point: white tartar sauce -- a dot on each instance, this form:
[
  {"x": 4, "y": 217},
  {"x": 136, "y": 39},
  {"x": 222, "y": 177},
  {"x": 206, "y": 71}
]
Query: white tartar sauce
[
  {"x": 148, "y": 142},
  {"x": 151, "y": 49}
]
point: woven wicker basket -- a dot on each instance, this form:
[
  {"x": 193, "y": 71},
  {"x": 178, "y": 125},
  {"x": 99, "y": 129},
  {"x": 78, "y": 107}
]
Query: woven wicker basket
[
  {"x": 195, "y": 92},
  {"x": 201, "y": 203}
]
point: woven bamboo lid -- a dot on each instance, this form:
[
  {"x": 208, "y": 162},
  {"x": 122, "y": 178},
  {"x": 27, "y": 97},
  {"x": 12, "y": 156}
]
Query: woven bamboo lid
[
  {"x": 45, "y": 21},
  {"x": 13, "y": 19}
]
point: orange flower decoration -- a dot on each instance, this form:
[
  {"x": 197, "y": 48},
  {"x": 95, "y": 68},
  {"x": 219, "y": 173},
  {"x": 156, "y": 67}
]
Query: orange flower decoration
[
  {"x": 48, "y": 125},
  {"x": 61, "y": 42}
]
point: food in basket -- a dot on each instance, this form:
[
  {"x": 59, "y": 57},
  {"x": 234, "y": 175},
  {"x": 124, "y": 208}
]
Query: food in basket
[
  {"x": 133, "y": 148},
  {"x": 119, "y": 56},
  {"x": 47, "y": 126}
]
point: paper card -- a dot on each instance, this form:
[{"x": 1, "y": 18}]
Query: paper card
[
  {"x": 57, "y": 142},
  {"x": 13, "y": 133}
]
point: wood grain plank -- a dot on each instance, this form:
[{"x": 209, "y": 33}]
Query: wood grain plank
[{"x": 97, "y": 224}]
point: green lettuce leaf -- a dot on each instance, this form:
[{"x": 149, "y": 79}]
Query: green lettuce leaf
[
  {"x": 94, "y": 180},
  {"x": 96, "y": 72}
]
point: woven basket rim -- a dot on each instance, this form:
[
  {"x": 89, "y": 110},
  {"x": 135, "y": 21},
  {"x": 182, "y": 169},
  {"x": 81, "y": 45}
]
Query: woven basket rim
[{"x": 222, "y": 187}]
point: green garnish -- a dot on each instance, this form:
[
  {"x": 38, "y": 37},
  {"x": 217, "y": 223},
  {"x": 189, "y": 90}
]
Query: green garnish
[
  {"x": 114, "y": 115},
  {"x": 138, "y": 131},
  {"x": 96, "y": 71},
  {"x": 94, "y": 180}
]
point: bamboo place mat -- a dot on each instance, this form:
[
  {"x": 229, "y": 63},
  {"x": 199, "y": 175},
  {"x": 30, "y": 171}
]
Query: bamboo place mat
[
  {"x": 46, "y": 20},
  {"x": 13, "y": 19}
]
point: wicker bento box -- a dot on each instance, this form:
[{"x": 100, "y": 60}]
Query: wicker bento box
::::::
Write out the whole listing above again, switching each occurrence of "woven" to "braided" and leaving everything else unchanged.

WRITTEN SOLUTION:
point: white tartar sauce -- a dot on each instance, this form:
[
  {"x": 4, "y": 217},
  {"x": 136, "y": 39},
  {"x": 222, "y": 177},
  {"x": 206, "y": 71}
]
Query: white tartar sauce
[
  {"x": 148, "y": 142},
  {"x": 151, "y": 49}
]
point: braided wicker basket -- a dot on each instance, this form:
[
  {"x": 193, "y": 71},
  {"x": 178, "y": 125},
  {"x": 99, "y": 129},
  {"x": 78, "y": 107}
]
Query: braided wicker basket
[
  {"x": 195, "y": 92},
  {"x": 201, "y": 203}
]
point: braided bamboo lid -- a dot on each instance, this form:
[
  {"x": 208, "y": 162},
  {"x": 122, "y": 178},
  {"x": 27, "y": 97},
  {"x": 12, "y": 156}
]
Query: braided bamboo lid
[
  {"x": 45, "y": 21},
  {"x": 13, "y": 19}
]
point: orange flower decoration -- a dot on each instance, this form:
[
  {"x": 197, "y": 48},
  {"x": 95, "y": 68},
  {"x": 219, "y": 173},
  {"x": 156, "y": 67}
]
Query: orange flower decoration
[
  {"x": 48, "y": 125},
  {"x": 61, "y": 42}
]
point: food in basket -- a dot on each instance, this form:
[
  {"x": 59, "y": 57},
  {"x": 234, "y": 175},
  {"x": 124, "y": 208}
]
Query: food in basket
[
  {"x": 133, "y": 148},
  {"x": 119, "y": 56},
  {"x": 47, "y": 126}
]
point: paper card -- a dot on each instance, this form:
[{"x": 1, "y": 18}]
Query: paper card
[
  {"x": 57, "y": 142},
  {"x": 13, "y": 133}
]
point: wood grain plank -- a dot on each instance, this form:
[{"x": 209, "y": 33}]
Query: wood grain plank
[{"x": 97, "y": 224}]
point: green lettuce leaf -- a dot on each instance, this form:
[{"x": 149, "y": 79}]
Query: green lettuce leaf
[
  {"x": 94, "y": 180},
  {"x": 96, "y": 72}
]
point: braided basket rim -- a dot on each instance, this form:
[
  {"x": 89, "y": 110},
  {"x": 135, "y": 21},
  {"x": 182, "y": 169},
  {"x": 81, "y": 45}
]
Query: braided basket rim
[{"x": 222, "y": 187}]
point: green garnish -- a dot on each instance, this form:
[
  {"x": 38, "y": 37},
  {"x": 217, "y": 223},
  {"x": 189, "y": 90}
]
Query: green garnish
[
  {"x": 114, "y": 115},
  {"x": 138, "y": 131},
  {"x": 96, "y": 71},
  {"x": 94, "y": 180}
]
point: bamboo place mat -- a dot on each instance, this form:
[
  {"x": 229, "y": 63},
  {"x": 199, "y": 175},
  {"x": 30, "y": 171}
]
Query: bamboo place mat
[
  {"x": 46, "y": 20},
  {"x": 13, "y": 19}
]
point: wicker bento box -- a dot on each instance, this form:
[{"x": 100, "y": 60}]
Query: wicker bento box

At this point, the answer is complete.